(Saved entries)
****************

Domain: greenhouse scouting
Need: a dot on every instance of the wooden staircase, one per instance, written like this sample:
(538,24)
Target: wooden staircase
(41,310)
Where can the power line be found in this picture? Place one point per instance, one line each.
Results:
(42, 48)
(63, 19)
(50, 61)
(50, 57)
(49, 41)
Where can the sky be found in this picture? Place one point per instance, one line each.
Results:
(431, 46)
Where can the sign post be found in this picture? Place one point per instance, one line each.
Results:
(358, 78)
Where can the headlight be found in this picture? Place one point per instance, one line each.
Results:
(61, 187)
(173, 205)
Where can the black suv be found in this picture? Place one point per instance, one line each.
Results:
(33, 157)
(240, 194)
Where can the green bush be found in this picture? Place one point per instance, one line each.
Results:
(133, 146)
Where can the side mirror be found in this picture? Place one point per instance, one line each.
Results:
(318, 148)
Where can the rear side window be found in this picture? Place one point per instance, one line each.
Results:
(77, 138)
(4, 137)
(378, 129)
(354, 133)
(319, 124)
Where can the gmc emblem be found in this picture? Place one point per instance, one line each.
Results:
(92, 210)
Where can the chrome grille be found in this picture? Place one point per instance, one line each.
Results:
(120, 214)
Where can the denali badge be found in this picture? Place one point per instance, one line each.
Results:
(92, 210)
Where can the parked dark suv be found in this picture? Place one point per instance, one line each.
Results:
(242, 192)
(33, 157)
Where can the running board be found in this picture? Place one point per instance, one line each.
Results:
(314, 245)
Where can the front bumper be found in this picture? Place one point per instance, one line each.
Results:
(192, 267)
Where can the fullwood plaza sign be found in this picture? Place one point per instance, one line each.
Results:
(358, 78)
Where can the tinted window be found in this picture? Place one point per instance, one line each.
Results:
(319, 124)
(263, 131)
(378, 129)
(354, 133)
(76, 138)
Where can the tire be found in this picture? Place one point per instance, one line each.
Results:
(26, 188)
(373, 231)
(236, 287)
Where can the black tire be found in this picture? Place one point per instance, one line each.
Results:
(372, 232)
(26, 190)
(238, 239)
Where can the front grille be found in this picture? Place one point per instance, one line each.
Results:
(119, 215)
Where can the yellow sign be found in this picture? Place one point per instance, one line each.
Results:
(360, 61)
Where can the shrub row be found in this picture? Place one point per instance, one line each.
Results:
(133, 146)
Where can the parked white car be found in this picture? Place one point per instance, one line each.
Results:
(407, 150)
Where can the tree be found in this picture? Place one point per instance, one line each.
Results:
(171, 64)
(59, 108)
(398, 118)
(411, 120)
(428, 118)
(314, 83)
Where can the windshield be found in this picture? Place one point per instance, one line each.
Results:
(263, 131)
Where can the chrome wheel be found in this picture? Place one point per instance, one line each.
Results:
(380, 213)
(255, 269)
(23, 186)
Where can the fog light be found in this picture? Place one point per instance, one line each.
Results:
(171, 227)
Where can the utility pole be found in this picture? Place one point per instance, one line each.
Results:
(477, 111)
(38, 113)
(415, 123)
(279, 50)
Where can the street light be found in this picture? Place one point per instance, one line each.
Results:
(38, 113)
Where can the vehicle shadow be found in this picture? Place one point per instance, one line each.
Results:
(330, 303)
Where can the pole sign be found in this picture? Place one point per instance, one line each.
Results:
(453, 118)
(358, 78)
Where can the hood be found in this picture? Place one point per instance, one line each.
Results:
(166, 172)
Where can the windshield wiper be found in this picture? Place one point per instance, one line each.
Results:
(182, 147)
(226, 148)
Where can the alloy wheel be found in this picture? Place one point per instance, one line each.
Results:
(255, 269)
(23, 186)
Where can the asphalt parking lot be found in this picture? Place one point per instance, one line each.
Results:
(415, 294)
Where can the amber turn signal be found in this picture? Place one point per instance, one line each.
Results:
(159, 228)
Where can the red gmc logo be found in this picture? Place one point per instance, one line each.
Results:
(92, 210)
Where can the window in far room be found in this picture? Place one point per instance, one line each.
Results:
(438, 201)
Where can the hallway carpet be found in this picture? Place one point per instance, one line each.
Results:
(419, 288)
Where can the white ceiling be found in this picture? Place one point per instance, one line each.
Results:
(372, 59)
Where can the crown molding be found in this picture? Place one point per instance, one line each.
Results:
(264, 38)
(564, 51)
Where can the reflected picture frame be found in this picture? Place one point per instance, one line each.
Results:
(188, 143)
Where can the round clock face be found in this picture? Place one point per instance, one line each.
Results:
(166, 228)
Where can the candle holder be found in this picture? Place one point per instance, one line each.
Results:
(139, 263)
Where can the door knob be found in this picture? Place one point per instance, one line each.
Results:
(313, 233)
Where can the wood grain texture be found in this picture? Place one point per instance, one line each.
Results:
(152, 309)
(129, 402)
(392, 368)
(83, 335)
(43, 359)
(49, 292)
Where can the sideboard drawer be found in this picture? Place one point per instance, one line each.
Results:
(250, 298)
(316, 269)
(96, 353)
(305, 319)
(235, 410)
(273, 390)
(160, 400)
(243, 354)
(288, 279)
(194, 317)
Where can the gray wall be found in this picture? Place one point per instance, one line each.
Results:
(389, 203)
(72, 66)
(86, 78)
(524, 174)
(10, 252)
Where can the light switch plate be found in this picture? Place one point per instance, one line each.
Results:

****************

Every entry must be quoted exactly as it appears above.

Domain: greenhouse scouting
Need: a dot on every instance of the wooden staircase, one per instance, written like this sample:
(538,24)
Target: wooden staircase
(41,310)
Where can the power line be found in this picture? Place one point per instance, one line each.
Results:
(42, 48)
(63, 19)
(50, 61)
(50, 57)
(49, 41)
Where can the sky be found in this picture? Place one point per instance, one line each.
Results:
(431, 46)
Where can the sign post be found in this picture? Place one point per instance, one line each.
Results:
(358, 78)
Where can the headlight be found in this picture? Place one point per instance, one line each.
Results:
(61, 187)
(173, 205)
Where can the black suv be found in this picture? Place one point per instance, one line each.
Results:
(33, 157)
(240, 194)
Where can the green bush be found in this picture? Place one point per instance, one line each.
Results:
(133, 146)
Where can the side mirror be found in this picture? Place one point per instance, one line each.
Results:
(318, 148)
Where can the rear side window be found in this picture? Place one point per instance, one line each.
Results:
(77, 138)
(4, 137)
(378, 129)
(354, 133)
(319, 124)
Where can the gmc emblem be found in this picture? Place one point per instance, one line each.
Results:
(92, 210)
Where can the chrome grille be found in this picture? Place one point per instance, one line each.
Results:
(120, 214)
Where can the denali badge be found in this picture? Place one point per instance, one line each.
Results:
(92, 210)
Where can the parked dark suv be found in this picture? Place one point per instance, one line each.
Results:
(242, 192)
(33, 157)
Where can the running board be found in this picture? Place one point per instance, one line each.
Results:
(314, 245)
Where can the front bumper be found in this picture? Place one point per instance, one line each.
Results:
(192, 267)
Where can the fullwood plaza sign be found in this picture? Place one point per instance, one line each.
Results:
(358, 78)
Where can the tinted window be found in this picture? Place one point per instance, one line each.
Results:
(319, 124)
(263, 131)
(378, 129)
(354, 133)
(76, 138)
Where can the tire be found in this picture? Place one point per instance, one line each.
Results:
(26, 188)
(373, 231)
(236, 287)
Where can the black tire be found in this picture? Place one point per instance, one line each.
Results:
(372, 232)
(26, 190)
(238, 239)
Where can the front grille be found in this picture? Place one point per instance, one line each.
Results:
(119, 215)
Where can the yellow sign be found in this picture? Place one point per instance, one line each.
Results:
(360, 61)
Where can the shrub row be found in this picture? Place one point per instance, one line each.
Results:
(133, 146)
Where can the parked white car be found in this picture? Place one point per instance, one line each.
Results:
(407, 150)
Where can the tree be found in this picture? Place one point per instance, one line each.
Results:
(171, 64)
(59, 108)
(398, 118)
(411, 120)
(428, 118)
(314, 83)
Where can the windshield be found in this picture? Place one point per instance, one line each.
Results:
(263, 131)
Where can the chrome wheel be found in this picture? Place one point per instance, one line each.
Results:
(380, 213)
(255, 269)
(23, 186)
Where can the fog light be found in this picture? Place one point per instance, one line each.
Results:
(171, 227)
Where can the utility pole be found in this picture? Place one point per instance, one line each.
Results:
(477, 111)
(38, 113)
(415, 123)
(279, 50)
Where can the street light be found in this picture? Place one point per instance, one line each.
Results:
(38, 113)
Where can the vehicle shadow be found in this picture? Place one point per instance, one line each.
Results:
(330, 303)
Where can the pole sign be found in this picture? Place one point per instance, one line each.
Results:
(453, 118)
(358, 78)
Where can the hood be found in this picture? Place one point per instance, one line each.
Results:
(166, 172)
Where can the windshield wiper be found in this picture? Place one point per instance, one line each.
Results:
(182, 147)
(226, 148)
Where can the alloy wheel be found in this picture? Place one point per instance, one line each.
Results:
(255, 269)
(23, 186)
Where can the asphalt parking lot be found in this picture? Place one point per instance, one line each.
Results:
(415, 294)
Where can the amber turn signal be found in this picture? Place one point per instance, one line each.
Results:
(159, 228)
Where can the red gmc logo be found in this picture? Place one point per instance, one line each.
Results:
(92, 210)
Where can the window in far room be found in this picture? Place one point per instance, one line each.
Results:
(438, 201)
Where can the hallway carpet be found in this picture? Place one point per instance, one line each.
Results:
(419, 288)
Where can the white ceiling be found in this picture? Place one point per instance, one line each.
Results:
(372, 59)
Where can the crown molding be found in this picture? Place one point per instance, one line each.
Results:
(264, 38)
(564, 51)
Where can the reflected picture frame be found in this picture? Place one point per instance, one line each.
Results:
(188, 143)
Where can the round clock face be found in this picture? Place one point per instance, one line each.
Results:
(166, 228)
Where can the candle holder be found in this picture? Place one point per instance, one line each.
Results:
(139, 263)
Where can the door knob be found in this picture? Place one point per instance, one line each.
Results:
(313, 233)
Where can the wood grain texture be found in this picture? Place one point per instance, one line each.
Results:
(152, 309)
(129, 402)
(392, 368)
(83, 335)
(43, 359)
(49, 292)
Where can the sideboard drawer be found in this picture? Place one point per instance, one line each.
Results:
(250, 298)
(316, 269)
(96, 353)
(305, 319)
(235, 410)
(273, 390)
(160, 400)
(243, 354)
(288, 279)
(194, 317)
Where can the gray wall be found in this picture? Place one point per instance, one line each.
Results:
(389, 203)
(72, 66)
(86, 78)
(524, 174)
(10, 252)
Where can the light switch plate be found in this picture? Place one point per instance, one line each.
Results:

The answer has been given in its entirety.